* **Given instruction 1**
In the post about Torah sacrifices, rewrite more briefly the paragraph beginning "We discussed how this system of sacrifices," keeping its main facts.
* **Given instruction 2**
According to the post about Torah sacrifices, on which parts of the priests' bodies was the blood dabbed?
* **Given instruction 3**
From the post about Torah sacrifices, write out the passage from "Wednesday, August 19, 2009" up to and including "for each purpose.".

* **Page extract**
※
Wednesday, August 19, 2009

Torah Again

Last night we discussed a part of Judaism one would believe did not have much to do with us today: those sections, Vayikra and Tzav, where the intricacies of animal sacrifice in the temple are described. There are rules there for what should be sacrificed, how, for each purpose.
We had all been taught that modern, Rabbinical Judaism had purged these barbarisms from the faith, and taken Judaism in a more rational direction, but we learned that this is not really so.
It seems this part of Judaism is very much alive in the symbols and ideas of the modern faith. Of course we were repelled and amazed by the amount of blood these sacrifices involved, blood that had to be dabbed on the priests' right ears, right thumb, right big toe and splashed against the altar. We discussed a commentary's reading of this: it connects to the purification of the sense of hearing, the work of the hands, the action of the body, and also how, if the temple actually existed as described (since this is not at all certain), the sensory overload for those present must have been incredible. The incense, smell of blood, noise of the people and animals, screams of the dying creatures, smoke of burning meat must have been incredible, enough to bring on religious visions or induce fainting spells, rather like the Greek oracle and her noxious fumes, but here, everyone present must have been affected.
We discussed how this system of sacrifices was a sort of confession to the community, since even if everyone were not present when the animals one brought were sacrificed, in a small town like the community in the desert, one year after the Exodus from Egypt, everyone would know, depending on the kind of offering they saw you bringing to the temple, exactly what you had done wrong. That took us to a discussion of Yom Kippur, a collective confession, and of course, Catholic confession.
Strangely, we found all sorts of connections here, not only to our own lives and what we had been taught (about the laws of kasruth, for example, and the taboo against blood), but also to Christianity. One can see exactly where the practice of indulgences came from in Catholicism, straight out of this section of the Torah, and the symbology of Jesus as the Lamb of God, since a whole animal, a sheep or a goat, was sacrificed whole for the sins of the community in the temple.
I also got an insight about the holiday of Chanukah, which, I realized after reading this, is meant to remind us about the two great temples that were destroyed by invading powers, but which lurk behind many of the symbols and practice of modern Rabbinical Judaism.
※
* **Data section**
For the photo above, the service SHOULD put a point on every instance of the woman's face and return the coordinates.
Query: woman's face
※
* **Task solution 1**
The group saw the sacrifices as a kind of confession to the community. Not everyone would be present when a person's animals were sacrificed. But in a small town like the desert community a year after the Exodus, the kind of offering someone was seen bringing to the temple would tell everyone what that person had done wrong. This led to a discussion of Yom Kippur as a collective confession and of Catholic confession.

* **Task solution 2**
On their right ears, right thumb, and right big toe.

* **Task solution 3**
Wednesday, August 19, 2009

Torah Again

Last night we discussed a part of Judaism one would believe did not have much to do with us today: those sections, Vayikra and Tzav, where the intricacies of animal sacrifice in the temple are described. There are rules there for what should be sacrificed, how, for each purpose.